**Passage**.

□ □ □

Crosscut and the Seattle Foundation are launching two initiatives to better serve the needs of the public for information that is useful in making decisions that are good for local communities and help solve area problems.
Support for both initiatives comes from The John S. and James L. Knight Foundation under what is perhaps the nation’s premier program for supporting new media efforts to fill the vacuum created by the weakening of traditional news outlets. Last year, the foundation’s program, the Knight Community Information Challenge, awarded the Seattle Foundation a two-year, $185,000 grant for this project with Crosscut, matched by funds from The Seattle Foundation.
We are also able to make these improvements thanks to support from Crosscut Members. Our Fall Membership drive is under way, so I hope you are inspired to join or renew, enjoying Member benefits such as parties and forums, and putting your name into the daily and weekly drawings. Details in an adjoining article.
The Knight grant supports the Seattle Foundation and Crosscut in efforts to strengthen local news coverage and spur community-driven, public-spirited discussion and engagement with local issues and needs. To meet those goals, we are creating new connections between The Seattle Foundation’s web site and Crosscut; new tools for readers to get information; and deeper Crosscut coverage of community issues, particularly pertaining to economic hard times, with a team of news professionals.

□ □ □

**Dataset extract**.
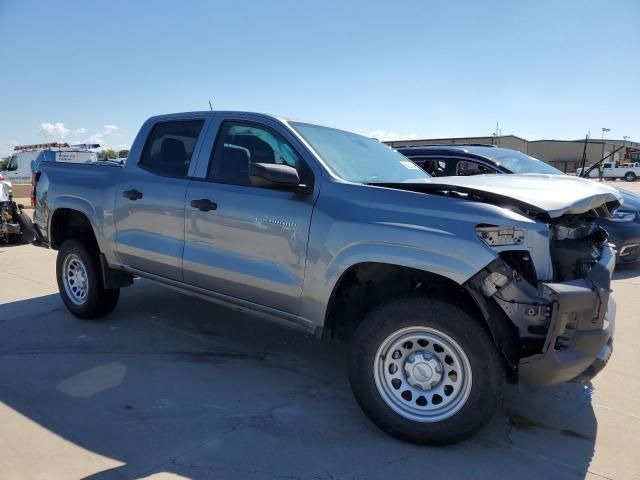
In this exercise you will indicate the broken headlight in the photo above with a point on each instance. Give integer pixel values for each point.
(495, 236)
(623, 217)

□ □ □

**Exercise requirements**.
1. Quote the stretch of the announcement from "Support for both" through "an adjoining article.".
2. According to the announcement, what grant did the Knight Community Information Challenge award the Seattle Foundation last year?

**Answers**.
1.
Support for both initiatives comes from The John S. and James L. Knight Foundation under what is perhaps the nation’s premier program for supporting new media efforts to fill the vacuum created by the weakening of traditional news outlets. Last year, the foundation’s program, the Knight Community Information Challenge, awarded the Seattle Foundation a two-year, $185,000 grant for this project with Crosscut, matched by funds from The Seattle Foundation.
We are also able to make these improvements thanks to support from Crosscut Members. Our Fall Membership drive is under way, so I hope you are inspired to join or renew, enjoying Member benefits such as parties and forums, and putting your name into the daily and weekly drawings. Details in an adjoining article.

2. A two-year, $185,000 grant.